***** EXCERPT

Facts About The Wild And Crazy Life Of Steve Martin
Throughout his long and respectable career, Steve Martin has proved himself as an actor, stand-up comedian, film and TV writer, and even as a banjo player. There doesn’t seem to be anything he can’t do, and he’s often made us laugh while doing it.
At the same time, there’s something mysterious about him. His work can be wacky and broad, or it can be sophisticated and high-concept, and people aren’t sure what they’re going to get. However, those mysteries become a little easier to solve once we get a better sense of the man behind the laughs.
He Had A Very Rough Home Life As A Child

According to the AARP, Martin has said he had a happy childhood, but only the parts of it that took place outside his home. As his sister Melinda confirmed, this was because his father was often emotionally distant and cruel when he wasn’t.

**********
***** MATERIAL SUPPLIED

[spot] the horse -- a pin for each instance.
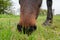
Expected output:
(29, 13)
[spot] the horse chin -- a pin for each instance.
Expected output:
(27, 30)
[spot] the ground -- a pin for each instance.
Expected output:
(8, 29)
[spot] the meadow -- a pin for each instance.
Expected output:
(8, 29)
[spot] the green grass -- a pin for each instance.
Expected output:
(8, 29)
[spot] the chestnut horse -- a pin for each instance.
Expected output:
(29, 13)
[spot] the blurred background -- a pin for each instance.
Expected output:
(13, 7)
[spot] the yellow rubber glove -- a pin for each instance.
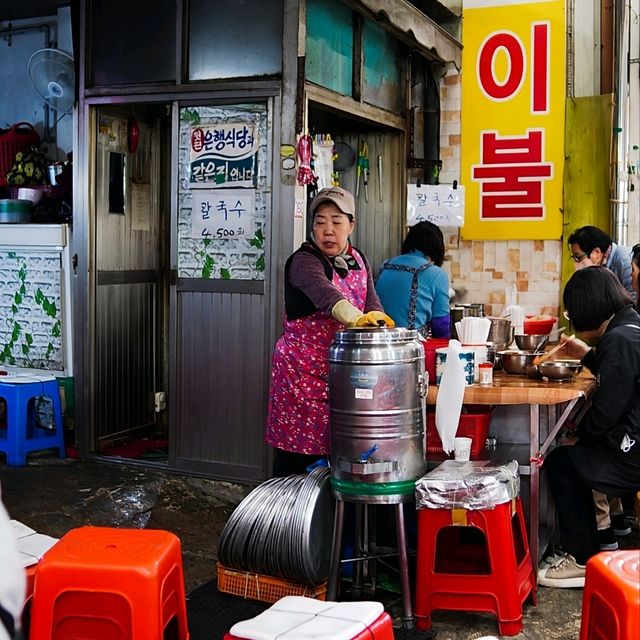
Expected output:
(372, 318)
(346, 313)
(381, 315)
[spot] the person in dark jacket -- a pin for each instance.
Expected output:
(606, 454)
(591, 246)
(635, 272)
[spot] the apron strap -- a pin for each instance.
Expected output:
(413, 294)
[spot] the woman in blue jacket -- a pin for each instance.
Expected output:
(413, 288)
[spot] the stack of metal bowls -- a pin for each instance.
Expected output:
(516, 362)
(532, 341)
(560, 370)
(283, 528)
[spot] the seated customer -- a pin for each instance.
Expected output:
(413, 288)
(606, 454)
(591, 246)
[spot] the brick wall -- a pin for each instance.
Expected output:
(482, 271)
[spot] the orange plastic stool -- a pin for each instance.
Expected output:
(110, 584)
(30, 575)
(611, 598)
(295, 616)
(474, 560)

**********
***** MATERIAL SUPPLIED

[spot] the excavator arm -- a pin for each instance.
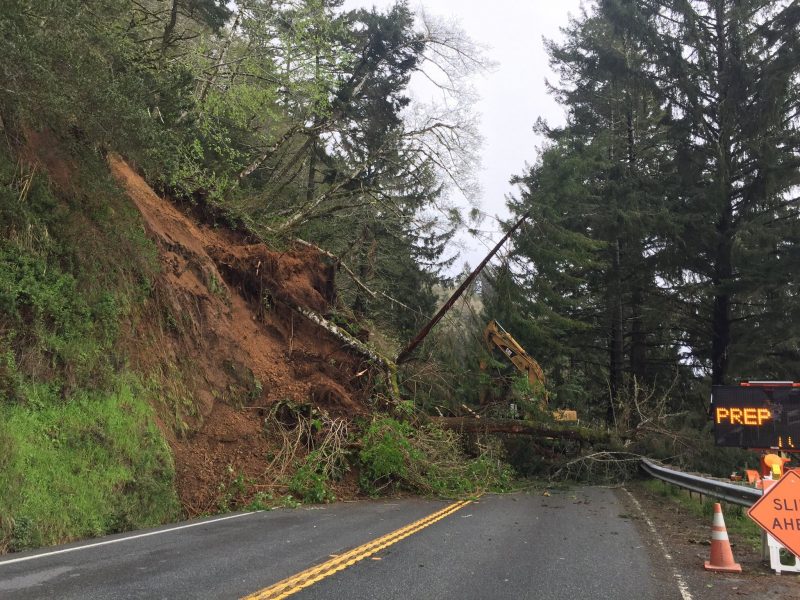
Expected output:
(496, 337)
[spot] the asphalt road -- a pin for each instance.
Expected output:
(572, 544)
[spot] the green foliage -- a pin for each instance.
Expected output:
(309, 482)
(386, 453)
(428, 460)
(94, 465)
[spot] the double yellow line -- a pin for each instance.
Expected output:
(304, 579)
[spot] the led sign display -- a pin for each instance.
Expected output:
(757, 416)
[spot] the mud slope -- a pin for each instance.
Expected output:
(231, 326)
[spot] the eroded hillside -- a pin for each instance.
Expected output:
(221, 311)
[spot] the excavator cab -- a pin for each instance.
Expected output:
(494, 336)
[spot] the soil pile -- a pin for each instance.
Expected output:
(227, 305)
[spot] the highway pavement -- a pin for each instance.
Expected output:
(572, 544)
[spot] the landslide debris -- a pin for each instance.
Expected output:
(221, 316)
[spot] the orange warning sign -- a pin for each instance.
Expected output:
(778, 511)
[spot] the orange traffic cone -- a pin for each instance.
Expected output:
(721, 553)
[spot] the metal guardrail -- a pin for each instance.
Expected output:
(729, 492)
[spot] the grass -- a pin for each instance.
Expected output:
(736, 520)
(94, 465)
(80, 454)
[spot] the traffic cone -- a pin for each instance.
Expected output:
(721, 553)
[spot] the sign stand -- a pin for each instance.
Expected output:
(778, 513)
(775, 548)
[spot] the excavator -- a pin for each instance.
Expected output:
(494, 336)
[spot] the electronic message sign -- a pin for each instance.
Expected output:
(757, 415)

**********

TASK TO COMPLETE: Which parts of his childhood did Martin call happy, according to the Steve Martin excerpt? Answer from the Steve Martin excerpt alone, without drawing on the data.

TASK SOLUTION: Only the parts that took place outside his home.